> _Records to use_
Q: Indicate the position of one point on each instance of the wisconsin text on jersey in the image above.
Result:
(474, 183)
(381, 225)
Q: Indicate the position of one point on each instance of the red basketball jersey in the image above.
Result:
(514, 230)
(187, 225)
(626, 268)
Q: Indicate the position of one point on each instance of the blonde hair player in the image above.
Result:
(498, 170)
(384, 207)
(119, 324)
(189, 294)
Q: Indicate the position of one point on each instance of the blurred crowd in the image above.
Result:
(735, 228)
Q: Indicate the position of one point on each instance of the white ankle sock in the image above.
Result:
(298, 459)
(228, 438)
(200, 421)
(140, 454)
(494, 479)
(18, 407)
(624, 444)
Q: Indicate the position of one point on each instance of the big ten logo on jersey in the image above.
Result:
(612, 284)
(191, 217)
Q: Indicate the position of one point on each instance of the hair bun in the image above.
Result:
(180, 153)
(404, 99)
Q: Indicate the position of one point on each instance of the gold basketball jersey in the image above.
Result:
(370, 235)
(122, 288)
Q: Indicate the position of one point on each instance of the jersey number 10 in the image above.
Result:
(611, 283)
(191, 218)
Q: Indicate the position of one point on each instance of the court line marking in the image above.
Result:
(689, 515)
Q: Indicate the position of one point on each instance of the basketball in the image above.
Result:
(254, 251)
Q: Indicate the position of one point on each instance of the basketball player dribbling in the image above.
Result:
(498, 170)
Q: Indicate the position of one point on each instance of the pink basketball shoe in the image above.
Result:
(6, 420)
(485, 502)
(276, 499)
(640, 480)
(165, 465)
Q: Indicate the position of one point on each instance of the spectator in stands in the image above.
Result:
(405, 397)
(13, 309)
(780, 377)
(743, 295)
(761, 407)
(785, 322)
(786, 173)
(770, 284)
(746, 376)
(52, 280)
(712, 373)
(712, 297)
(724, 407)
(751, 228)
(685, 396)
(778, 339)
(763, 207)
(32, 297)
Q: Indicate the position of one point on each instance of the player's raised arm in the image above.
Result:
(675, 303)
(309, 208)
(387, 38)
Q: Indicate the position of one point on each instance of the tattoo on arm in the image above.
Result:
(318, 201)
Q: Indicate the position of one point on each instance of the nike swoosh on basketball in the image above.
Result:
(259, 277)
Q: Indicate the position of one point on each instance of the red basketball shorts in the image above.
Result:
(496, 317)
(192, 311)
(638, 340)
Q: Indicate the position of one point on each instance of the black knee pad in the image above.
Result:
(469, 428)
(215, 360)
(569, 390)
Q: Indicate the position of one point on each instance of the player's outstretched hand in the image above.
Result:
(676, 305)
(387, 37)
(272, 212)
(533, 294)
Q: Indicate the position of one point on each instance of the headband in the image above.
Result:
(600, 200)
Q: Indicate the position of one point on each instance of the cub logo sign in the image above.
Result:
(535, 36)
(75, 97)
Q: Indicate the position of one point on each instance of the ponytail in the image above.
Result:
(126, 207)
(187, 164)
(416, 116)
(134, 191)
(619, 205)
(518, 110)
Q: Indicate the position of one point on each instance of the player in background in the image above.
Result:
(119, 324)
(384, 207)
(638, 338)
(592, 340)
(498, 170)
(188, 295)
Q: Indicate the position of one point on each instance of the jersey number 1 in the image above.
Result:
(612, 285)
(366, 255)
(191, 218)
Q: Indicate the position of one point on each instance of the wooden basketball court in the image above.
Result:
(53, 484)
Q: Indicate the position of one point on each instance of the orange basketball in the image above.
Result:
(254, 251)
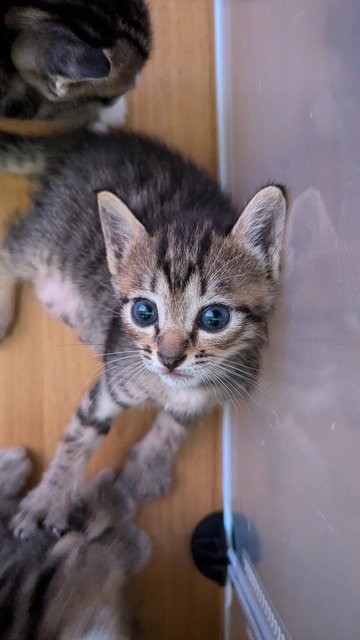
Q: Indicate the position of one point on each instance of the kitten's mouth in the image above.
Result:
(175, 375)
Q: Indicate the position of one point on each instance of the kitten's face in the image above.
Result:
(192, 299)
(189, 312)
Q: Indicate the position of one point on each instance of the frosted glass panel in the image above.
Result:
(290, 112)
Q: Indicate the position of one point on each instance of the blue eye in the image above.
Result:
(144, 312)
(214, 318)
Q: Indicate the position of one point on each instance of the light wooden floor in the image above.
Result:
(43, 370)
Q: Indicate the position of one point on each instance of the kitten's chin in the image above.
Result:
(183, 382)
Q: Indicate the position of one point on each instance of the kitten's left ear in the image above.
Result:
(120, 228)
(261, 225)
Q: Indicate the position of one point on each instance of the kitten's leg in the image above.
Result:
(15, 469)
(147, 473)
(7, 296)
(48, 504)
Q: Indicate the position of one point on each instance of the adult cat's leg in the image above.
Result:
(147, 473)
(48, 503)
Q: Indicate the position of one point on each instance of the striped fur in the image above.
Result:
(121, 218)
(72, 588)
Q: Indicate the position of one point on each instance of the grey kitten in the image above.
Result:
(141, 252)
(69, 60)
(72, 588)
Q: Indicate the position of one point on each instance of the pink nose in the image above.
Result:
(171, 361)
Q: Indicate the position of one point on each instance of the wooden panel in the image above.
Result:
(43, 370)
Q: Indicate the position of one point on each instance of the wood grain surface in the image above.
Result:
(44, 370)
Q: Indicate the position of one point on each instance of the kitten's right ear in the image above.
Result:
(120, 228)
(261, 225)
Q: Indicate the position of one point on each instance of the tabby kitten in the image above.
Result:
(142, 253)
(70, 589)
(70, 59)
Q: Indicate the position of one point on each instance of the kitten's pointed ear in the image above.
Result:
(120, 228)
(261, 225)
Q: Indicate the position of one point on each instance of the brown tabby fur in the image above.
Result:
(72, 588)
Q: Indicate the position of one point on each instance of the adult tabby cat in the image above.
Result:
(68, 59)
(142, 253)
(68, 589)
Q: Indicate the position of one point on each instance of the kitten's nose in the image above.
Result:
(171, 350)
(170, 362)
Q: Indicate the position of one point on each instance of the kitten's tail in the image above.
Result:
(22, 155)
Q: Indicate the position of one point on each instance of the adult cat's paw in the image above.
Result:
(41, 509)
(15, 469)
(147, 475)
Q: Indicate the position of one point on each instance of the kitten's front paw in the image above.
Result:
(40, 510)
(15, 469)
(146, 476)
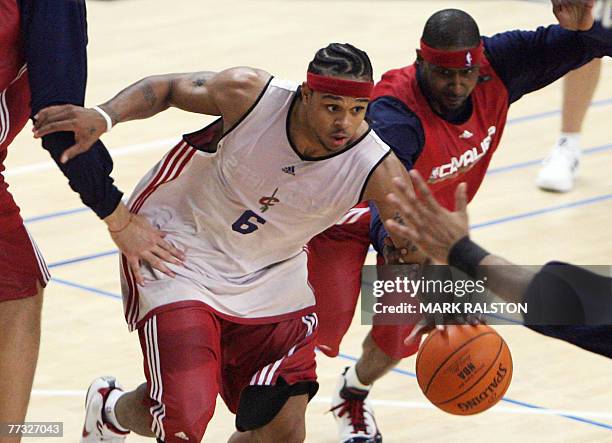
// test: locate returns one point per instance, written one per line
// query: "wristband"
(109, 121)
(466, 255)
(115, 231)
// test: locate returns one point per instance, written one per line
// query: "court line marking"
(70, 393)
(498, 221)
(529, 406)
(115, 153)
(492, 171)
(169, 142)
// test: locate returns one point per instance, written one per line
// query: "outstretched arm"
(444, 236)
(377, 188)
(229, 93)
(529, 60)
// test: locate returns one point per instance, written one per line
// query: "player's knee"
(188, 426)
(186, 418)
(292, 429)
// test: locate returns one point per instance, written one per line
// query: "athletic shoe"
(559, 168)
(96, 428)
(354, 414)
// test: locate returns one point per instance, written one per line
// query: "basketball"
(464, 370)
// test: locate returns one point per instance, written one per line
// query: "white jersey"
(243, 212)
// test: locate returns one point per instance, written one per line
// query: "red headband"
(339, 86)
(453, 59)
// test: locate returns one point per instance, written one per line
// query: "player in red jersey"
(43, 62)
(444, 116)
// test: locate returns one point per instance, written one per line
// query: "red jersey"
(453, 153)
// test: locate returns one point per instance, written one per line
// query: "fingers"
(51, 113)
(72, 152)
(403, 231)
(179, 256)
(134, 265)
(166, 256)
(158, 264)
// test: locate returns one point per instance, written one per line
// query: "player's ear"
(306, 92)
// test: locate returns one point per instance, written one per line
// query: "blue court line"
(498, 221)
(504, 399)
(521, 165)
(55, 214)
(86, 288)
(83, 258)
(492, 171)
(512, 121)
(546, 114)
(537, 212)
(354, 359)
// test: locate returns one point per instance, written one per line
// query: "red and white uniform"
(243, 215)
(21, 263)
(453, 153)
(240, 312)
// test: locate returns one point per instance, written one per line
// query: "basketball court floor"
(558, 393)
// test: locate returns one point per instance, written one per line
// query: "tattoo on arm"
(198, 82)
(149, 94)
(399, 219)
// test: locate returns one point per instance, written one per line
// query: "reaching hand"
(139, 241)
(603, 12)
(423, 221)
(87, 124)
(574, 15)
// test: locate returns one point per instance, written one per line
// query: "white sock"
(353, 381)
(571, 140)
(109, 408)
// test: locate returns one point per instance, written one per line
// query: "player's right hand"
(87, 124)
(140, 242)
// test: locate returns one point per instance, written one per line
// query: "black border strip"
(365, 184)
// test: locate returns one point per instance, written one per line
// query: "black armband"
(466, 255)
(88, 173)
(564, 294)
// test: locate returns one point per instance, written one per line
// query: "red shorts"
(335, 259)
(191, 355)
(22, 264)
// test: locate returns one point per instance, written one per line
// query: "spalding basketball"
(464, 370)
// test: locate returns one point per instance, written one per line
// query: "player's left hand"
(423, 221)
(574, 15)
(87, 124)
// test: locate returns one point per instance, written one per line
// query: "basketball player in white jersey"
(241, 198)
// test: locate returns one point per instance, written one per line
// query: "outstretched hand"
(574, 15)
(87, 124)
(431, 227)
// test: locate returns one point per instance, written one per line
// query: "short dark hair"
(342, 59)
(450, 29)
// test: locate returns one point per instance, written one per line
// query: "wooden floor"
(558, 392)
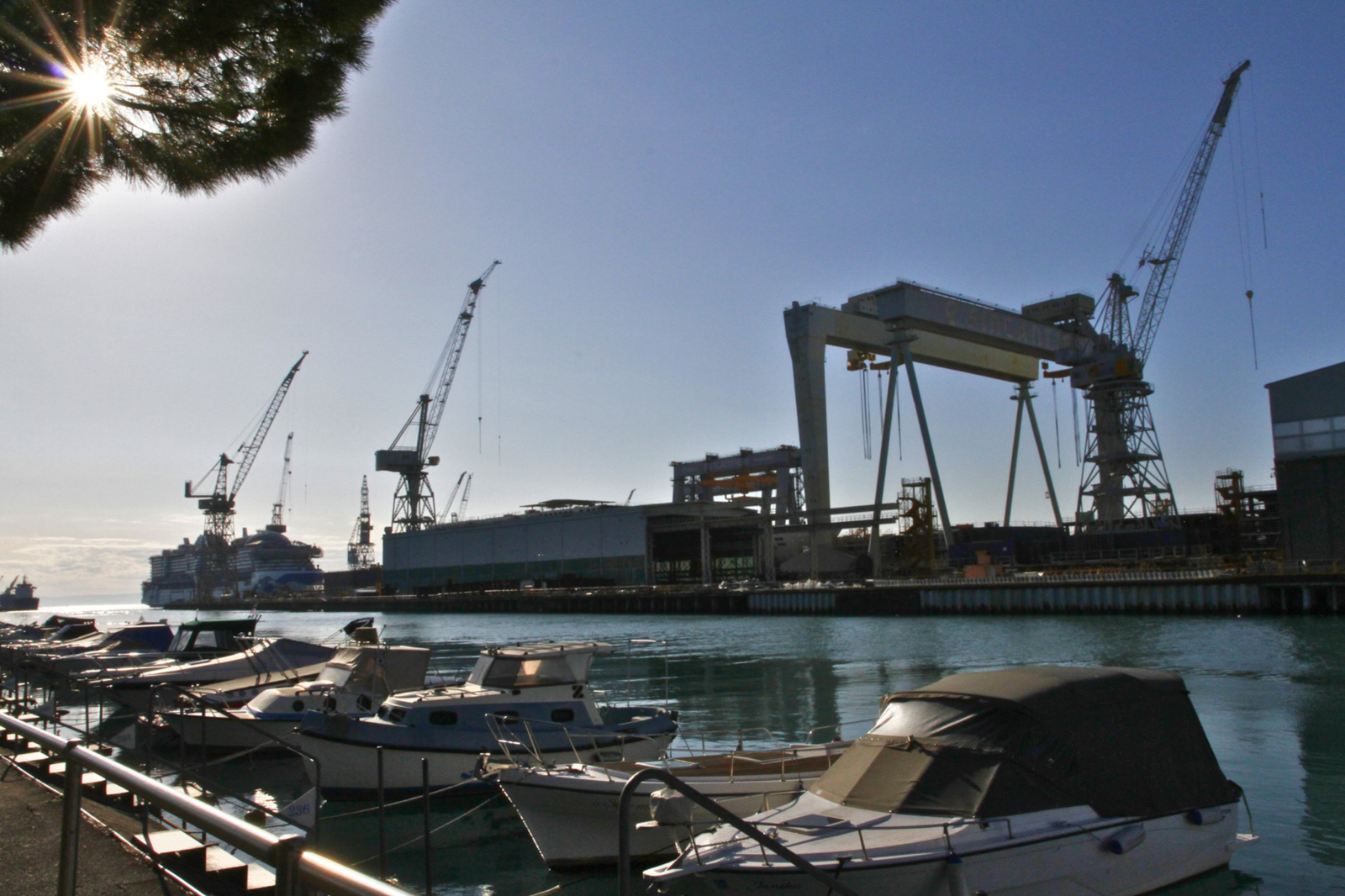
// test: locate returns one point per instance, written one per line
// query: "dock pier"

> _Brief_
Check each line above for the word "panel" and say how many have it, with nothing else.

> _Completed exercise_
2